-- Stated exercise --
Count the lines below that contain the word "general". Reply with the number alone.

(Image entries on named regions)
"""

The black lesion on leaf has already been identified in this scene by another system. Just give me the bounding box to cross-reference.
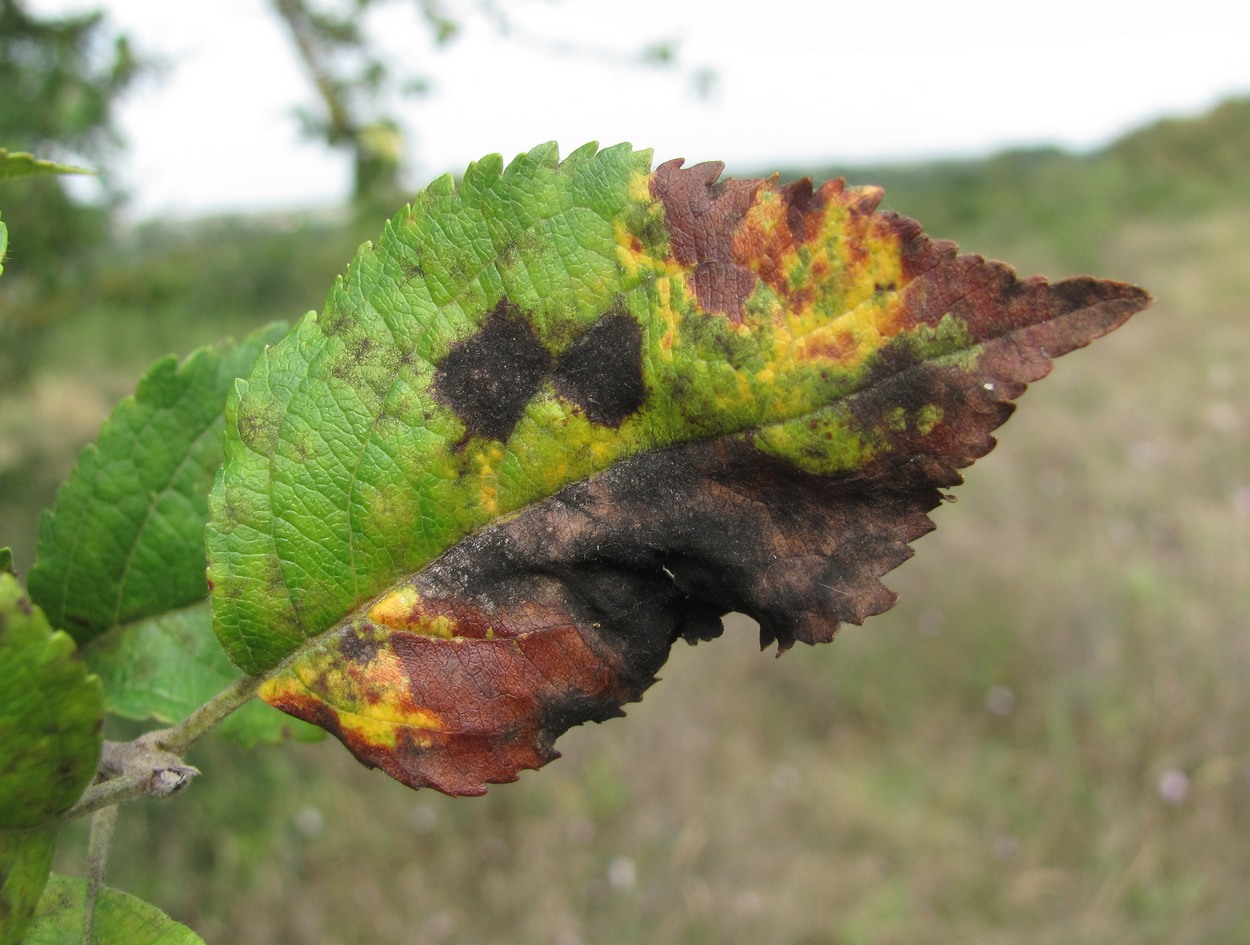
[434,299,551,440]
[555,311,646,426]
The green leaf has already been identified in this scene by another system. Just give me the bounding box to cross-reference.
[206,145,1150,794]
[84,601,323,745]
[24,875,204,945]
[0,574,103,829]
[0,825,56,945]
[0,148,95,182]
[29,325,283,644]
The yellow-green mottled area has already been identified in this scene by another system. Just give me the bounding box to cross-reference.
[208,145,980,673]
[259,621,443,749]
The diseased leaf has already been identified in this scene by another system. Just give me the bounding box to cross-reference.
[85,601,323,745]
[0,148,94,181]
[208,145,1149,794]
[24,875,204,945]
[0,574,103,830]
[29,325,283,644]
[0,825,56,945]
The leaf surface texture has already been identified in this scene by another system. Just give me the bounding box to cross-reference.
[208,138,1149,794]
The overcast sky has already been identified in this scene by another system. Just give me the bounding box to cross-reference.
[31,0,1250,216]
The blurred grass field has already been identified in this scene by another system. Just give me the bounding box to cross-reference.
[7,101,1250,945]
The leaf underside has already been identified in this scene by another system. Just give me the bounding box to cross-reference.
[0,571,103,945]
[30,325,307,744]
[0,574,103,829]
[28,325,285,645]
[23,875,204,945]
[208,146,1149,794]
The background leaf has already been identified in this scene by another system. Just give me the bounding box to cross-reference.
[29,325,283,644]
[0,148,94,182]
[208,146,1149,794]
[85,601,324,745]
[0,574,103,828]
[24,876,204,945]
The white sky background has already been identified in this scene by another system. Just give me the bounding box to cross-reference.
[24,0,1250,218]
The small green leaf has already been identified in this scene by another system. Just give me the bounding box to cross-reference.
[0,148,95,182]
[29,325,284,644]
[83,601,324,745]
[0,825,56,945]
[23,875,204,945]
[0,574,104,829]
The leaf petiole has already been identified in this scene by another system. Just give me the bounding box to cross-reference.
[61,676,264,820]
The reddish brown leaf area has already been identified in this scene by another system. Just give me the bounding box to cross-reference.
[253,153,1150,794]
[651,160,764,321]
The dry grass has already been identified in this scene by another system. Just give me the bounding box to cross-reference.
[39,202,1250,945]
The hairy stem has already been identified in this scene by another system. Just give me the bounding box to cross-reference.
[61,676,263,820]
[83,806,118,945]
[148,676,264,755]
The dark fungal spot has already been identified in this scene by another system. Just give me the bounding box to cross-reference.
[434,299,551,440]
[555,311,646,426]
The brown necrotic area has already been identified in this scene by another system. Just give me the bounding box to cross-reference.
[651,160,764,323]
[434,299,551,441]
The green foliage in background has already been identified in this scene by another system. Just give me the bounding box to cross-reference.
[0,103,1250,945]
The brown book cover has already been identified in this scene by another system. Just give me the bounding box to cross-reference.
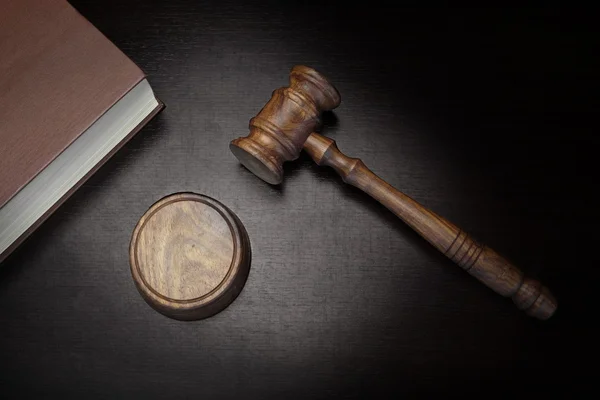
[0,0,162,260]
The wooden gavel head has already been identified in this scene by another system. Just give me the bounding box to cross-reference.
[229,65,340,185]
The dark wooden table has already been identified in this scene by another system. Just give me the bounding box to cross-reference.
[0,0,598,399]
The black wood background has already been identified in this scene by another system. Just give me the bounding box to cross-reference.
[0,0,598,399]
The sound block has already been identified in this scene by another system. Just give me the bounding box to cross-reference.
[129,193,251,320]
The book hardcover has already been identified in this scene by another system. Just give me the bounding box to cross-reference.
[0,0,163,261]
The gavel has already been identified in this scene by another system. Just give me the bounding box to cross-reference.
[229,65,557,320]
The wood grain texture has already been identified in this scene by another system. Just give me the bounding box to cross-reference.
[304,133,557,320]
[229,65,557,320]
[0,0,600,400]
[229,65,341,185]
[129,193,251,320]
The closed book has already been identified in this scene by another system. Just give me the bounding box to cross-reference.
[0,0,163,261]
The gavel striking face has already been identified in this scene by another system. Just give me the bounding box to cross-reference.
[229,66,557,319]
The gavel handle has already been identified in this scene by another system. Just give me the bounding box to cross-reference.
[304,133,557,319]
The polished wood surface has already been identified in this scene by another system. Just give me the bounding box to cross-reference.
[0,0,600,400]
[129,193,251,320]
[304,133,557,320]
[229,65,341,185]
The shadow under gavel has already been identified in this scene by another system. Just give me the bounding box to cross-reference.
[229,65,557,320]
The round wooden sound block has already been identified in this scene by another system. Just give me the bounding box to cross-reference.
[129,193,251,320]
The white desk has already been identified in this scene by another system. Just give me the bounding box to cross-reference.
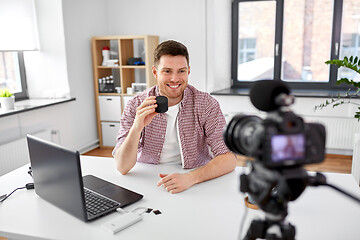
[0,156,360,240]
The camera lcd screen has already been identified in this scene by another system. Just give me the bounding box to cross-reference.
[271,134,305,162]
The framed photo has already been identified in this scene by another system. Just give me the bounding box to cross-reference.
[131,83,147,93]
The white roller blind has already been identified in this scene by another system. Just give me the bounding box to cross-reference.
[0,0,38,51]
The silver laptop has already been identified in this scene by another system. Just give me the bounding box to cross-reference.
[27,135,143,221]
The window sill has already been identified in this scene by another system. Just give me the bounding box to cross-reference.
[0,98,76,118]
[211,88,360,98]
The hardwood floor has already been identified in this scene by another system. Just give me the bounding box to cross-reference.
[83,148,352,173]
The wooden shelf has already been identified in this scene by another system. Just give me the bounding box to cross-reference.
[91,35,159,148]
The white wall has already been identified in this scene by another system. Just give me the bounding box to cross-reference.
[24,0,70,98]
[0,0,108,154]
[108,0,207,90]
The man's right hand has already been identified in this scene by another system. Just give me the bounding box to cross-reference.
[133,96,159,132]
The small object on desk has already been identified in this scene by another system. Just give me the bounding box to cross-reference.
[126,87,134,94]
[153,210,161,215]
[101,46,110,66]
[0,194,7,201]
[101,212,142,234]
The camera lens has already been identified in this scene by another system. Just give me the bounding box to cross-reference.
[223,114,264,156]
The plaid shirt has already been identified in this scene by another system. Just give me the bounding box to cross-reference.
[113,85,229,168]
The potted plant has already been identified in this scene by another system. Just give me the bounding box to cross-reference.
[315,56,360,185]
[314,56,360,121]
[0,89,15,110]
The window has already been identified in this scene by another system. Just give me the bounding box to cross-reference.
[0,51,27,100]
[232,0,360,89]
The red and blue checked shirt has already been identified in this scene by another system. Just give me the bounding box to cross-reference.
[113,85,229,168]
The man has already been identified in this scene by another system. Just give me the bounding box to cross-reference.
[113,40,236,193]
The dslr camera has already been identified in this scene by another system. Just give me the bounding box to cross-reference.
[223,80,326,240]
[224,80,326,168]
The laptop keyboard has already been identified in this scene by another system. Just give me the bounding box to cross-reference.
[84,188,120,215]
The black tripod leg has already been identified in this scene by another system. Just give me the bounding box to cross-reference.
[244,220,268,240]
[281,223,296,240]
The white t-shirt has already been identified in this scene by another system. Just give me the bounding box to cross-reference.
[160,103,181,164]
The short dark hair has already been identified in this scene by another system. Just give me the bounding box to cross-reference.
[154,40,189,67]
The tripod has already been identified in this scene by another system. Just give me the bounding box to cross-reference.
[240,162,308,240]
[244,213,295,240]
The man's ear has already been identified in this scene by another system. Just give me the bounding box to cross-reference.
[152,65,157,79]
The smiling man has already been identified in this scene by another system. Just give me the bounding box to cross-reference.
[113,40,236,193]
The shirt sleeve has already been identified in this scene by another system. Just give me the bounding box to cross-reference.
[112,98,140,156]
[204,95,230,157]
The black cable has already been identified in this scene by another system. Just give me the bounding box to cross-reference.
[309,172,360,203]
[0,183,35,203]
[0,187,26,202]
[322,183,360,204]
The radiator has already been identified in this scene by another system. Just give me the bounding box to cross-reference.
[304,116,360,152]
[0,129,52,176]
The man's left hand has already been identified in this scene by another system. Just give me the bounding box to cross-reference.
[157,173,194,193]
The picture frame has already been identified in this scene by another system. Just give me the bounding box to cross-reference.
[131,83,147,93]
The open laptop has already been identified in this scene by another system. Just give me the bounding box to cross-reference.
[27,135,143,221]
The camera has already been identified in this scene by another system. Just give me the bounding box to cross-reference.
[223,80,326,168]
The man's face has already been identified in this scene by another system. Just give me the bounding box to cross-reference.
[152,55,190,106]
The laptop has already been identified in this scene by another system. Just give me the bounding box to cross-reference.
[27,135,143,222]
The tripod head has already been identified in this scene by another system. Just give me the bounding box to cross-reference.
[240,161,309,219]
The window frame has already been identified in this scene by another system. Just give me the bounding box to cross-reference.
[231,0,349,90]
[0,51,29,101]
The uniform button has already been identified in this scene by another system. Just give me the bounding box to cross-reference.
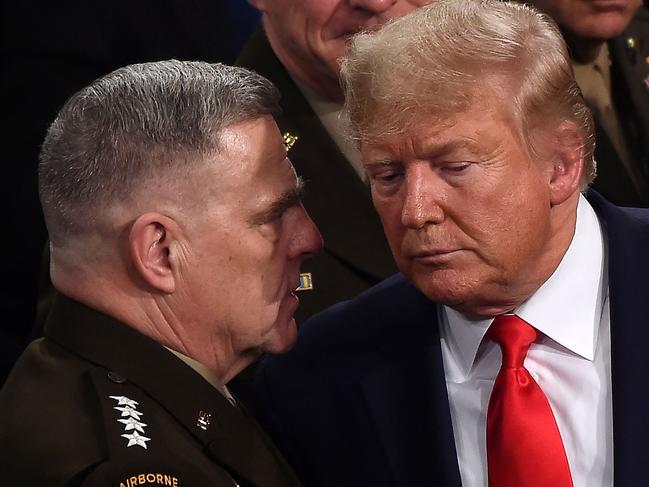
[108,370,126,384]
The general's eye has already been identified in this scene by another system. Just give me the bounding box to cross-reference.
[442,162,471,174]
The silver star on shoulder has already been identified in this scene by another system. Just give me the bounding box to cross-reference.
[113,406,142,421]
[117,418,146,433]
[122,431,151,450]
[108,396,138,409]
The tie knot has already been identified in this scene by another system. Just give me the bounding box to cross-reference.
[487,315,538,367]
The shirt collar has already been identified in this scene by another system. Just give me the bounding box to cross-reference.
[165,347,236,406]
[291,77,367,182]
[441,195,606,377]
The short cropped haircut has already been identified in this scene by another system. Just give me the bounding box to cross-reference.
[341,0,595,187]
[39,60,279,243]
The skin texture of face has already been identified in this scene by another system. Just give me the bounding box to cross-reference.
[361,97,574,317]
[529,0,642,55]
[251,0,430,100]
[177,117,322,374]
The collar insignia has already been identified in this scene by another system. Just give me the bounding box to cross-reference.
[282,132,299,152]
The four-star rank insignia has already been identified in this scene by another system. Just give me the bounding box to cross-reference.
[108,396,151,450]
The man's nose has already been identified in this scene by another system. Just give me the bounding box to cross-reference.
[349,0,398,15]
[291,206,323,257]
[401,164,444,229]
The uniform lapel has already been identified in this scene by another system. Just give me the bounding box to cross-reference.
[237,29,396,282]
[589,191,649,486]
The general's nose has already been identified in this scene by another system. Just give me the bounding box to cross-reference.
[349,0,398,14]
[292,206,324,258]
[401,165,444,229]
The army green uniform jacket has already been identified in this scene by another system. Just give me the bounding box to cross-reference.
[0,296,299,487]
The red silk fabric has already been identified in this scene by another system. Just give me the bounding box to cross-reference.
[487,315,572,487]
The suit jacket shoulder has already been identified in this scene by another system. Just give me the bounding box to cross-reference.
[0,296,299,487]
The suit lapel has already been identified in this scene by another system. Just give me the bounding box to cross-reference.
[589,191,649,486]
[46,295,300,487]
[362,296,461,487]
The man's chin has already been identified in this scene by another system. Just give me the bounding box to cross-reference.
[264,318,297,355]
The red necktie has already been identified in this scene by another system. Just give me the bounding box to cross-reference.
[487,315,572,487]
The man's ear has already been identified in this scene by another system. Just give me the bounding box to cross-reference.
[129,212,179,294]
[549,121,584,206]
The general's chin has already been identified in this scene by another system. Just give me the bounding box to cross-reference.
[406,269,477,307]
[264,318,297,355]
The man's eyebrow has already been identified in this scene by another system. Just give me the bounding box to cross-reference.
[248,177,304,226]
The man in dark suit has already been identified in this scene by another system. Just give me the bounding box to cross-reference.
[237,0,429,323]
[0,61,321,487]
[255,0,649,487]
[0,0,259,385]
[529,0,649,207]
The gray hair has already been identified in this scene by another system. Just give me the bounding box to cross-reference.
[341,0,595,187]
[39,60,279,243]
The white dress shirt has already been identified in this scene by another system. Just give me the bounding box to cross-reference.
[440,196,613,487]
[289,76,367,182]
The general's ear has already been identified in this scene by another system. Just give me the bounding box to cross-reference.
[248,0,266,12]
[129,212,179,294]
[549,121,584,206]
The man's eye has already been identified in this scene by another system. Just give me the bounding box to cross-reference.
[442,162,471,174]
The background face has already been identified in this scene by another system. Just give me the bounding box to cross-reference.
[254,0,430,98]
[184,117,322,354]
[529,0,641,40]
[362,97,556,316]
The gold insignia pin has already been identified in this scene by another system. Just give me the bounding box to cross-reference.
[282,132,299,152]
[295,272,313,291]
[196,411,212,431]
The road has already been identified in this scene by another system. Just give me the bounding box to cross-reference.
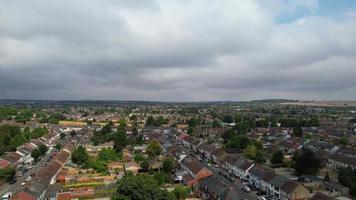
[0,153,52,196]
[175,141,258,200]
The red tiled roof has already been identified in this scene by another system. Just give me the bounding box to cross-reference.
[11,191,36,200]
[0,159,11,169]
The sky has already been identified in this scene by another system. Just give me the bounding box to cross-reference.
[0,0,356,101]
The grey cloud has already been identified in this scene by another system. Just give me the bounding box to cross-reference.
[0,0,356,101]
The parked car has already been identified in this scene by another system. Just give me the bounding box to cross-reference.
[242,185,251,193]
[228,176,235,182]
[1,192,12,200]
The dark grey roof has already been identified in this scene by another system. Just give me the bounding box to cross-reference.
[44,184,61,199]
[270,175,289,188]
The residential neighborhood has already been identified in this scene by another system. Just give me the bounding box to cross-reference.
[0,102,356,200]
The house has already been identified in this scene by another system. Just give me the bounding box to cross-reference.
[44,184,61,200]
[328,154,356,169]
[306,141,340,154]
[232,159,254,179]
[84,142,114,155]
[199,175,241,200]
[182,135,194,149]
[11,191,37,200]
[278,140,302,154]
[0,159,11,169]
[124,162,141,174]
[198,143,216,160]
[211,148,228,165]
[4,152,23,166]
[310,192,334,200]
[181,159,213,186]
[325,181,349,196]
[247,165,273,190]
[280,181,310,200]
[267,175,289,198]
[222,154,240,174]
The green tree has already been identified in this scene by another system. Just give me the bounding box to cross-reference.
[54,143,62,151]
[72,146,89,165]
[162,158,174,174]
[114,129,128,152]
[271,151,284,164]
[0,167,16,182]
[244,144,257,159]
[349,183,356,197]
[324,172,330,182]
[140,159,150,172]
[293,126,303,137]
[31,148,42,162]
[38,144,48,155]
[112,174,174,200]
[293,149,321,175]
[98,148,119,162]
[223,115,234,124]
[173,185,190,199]
[146,140,162,157]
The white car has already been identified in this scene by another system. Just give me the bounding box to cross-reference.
[242,186,251,193]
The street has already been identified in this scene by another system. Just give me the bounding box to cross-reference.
[0,151,53,196]
[176,141,258,200]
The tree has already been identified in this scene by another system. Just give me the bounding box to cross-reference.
[0,167,16,182]
[31,148,41,162]
[324,172,330,182]
[223,115,234,124]
[140,159,150,172]
[146,140,162,157]
[69,130,77,137]
[112,174,174,200]
[349,183,356,197]
[146,116,155,126]
[173,185,190,199]
[72,146,89,165]
[293,149,321,175]
[244,144,257,159]
[38,144,48,155]
[271,151,284,164]
[54,143,62,151]
[211,120,221,128]
[114,129,128,152]
[293,126,303,137]
[337,168,356,187]
[98,148,119,162]
[162,158,174,174]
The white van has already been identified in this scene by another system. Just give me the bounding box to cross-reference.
[1,192,12,200]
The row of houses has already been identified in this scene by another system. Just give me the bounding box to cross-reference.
[0,127,63,168]
[179,135,310,200]
[12,144,74,200]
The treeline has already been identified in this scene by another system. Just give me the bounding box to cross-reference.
[0,125,48,155]
[146,116,169,127]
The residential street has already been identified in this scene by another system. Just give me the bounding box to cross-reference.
[180,141,258,200]
[0,151,53,196]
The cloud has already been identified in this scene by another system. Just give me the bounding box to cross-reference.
[0,0,356,101]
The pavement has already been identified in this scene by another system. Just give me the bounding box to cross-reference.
[0,153,52,197]
[178,142,258,200]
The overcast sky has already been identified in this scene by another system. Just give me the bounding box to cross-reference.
[0,0,356,101]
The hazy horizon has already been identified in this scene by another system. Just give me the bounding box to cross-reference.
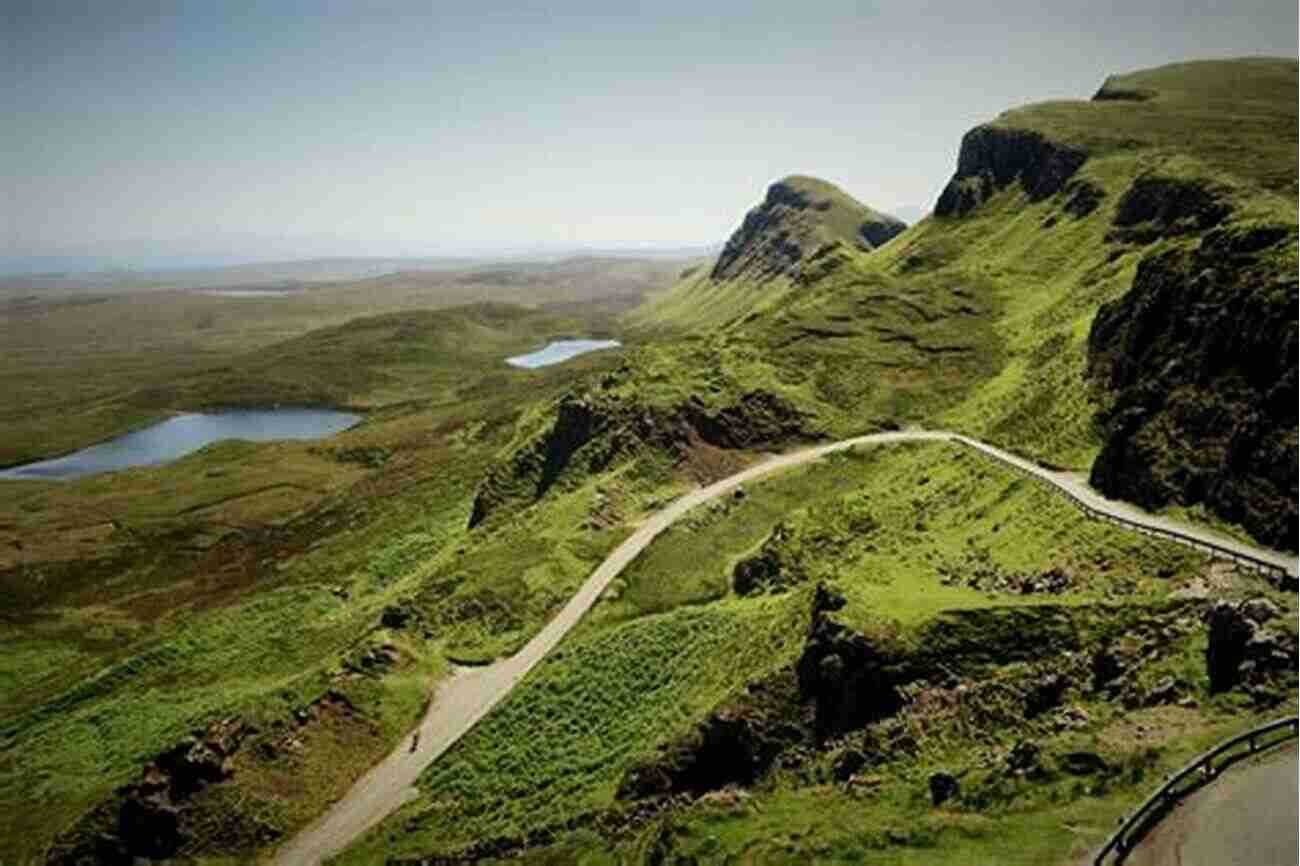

"""

-- Solution --
4